Task directions. An exact copy of every record is the required answer.

Data for this task.

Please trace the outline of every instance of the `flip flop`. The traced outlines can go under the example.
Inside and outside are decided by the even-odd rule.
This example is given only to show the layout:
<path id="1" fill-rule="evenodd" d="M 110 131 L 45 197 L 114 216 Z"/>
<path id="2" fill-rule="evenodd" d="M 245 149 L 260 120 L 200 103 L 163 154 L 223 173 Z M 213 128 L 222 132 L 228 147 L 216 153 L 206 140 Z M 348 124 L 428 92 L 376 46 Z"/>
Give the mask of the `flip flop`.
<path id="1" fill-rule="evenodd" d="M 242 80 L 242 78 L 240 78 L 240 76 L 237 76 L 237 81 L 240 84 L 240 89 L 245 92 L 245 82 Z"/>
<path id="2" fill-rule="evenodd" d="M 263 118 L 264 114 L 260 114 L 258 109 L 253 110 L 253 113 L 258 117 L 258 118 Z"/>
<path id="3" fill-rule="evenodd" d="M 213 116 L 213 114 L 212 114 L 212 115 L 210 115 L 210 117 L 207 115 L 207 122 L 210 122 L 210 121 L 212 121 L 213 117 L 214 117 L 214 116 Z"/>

Answer below.
Please trace the outline of every instance of the `flip flop`. The traced outlines can go under the example.
Inside and outside are decided by the even-odd rule.
This example is given only to show the layout:
<path id="1" fill-rule="evenodd" d="M 110 131 L 45 197 L 114 216 Z"/>
<path id="2" fill-rule="evenodd" d="M 245 149 L 260 120 L 200 103 L 163 154 L 223 173 Z M 213 128 L 222 132 L 228 147 L 216 153 L 206 140 Z M 348 124 L 428 92 L 376 46 Z"/>
Give the mask of the `flip flop`.
<path id="1" fill-rule="evenodd" d="M 242 80 L 242 78 L 240 78 L 240 76 L 237 76 L 237 81 L 240 84 L 240 89 L 245 92 L 245 82 Z"/>
<path id="2" fill-rule="evenodd" d="M 263 118 L 264 114 L 260 114 L 258 109 L 253 110 L 253 113 L 258 117 L 258 118 Z"/>
<path id="3" fill-rule="evenodd" d="M 213 116 L 213 114 L 212 114 L 212 115 L 210 115 L 210 117 L 207 115 L 207 122 L 210 122 L 210 121 L 212 121 L 213 117 L 214 117 L 214 116 Z"/>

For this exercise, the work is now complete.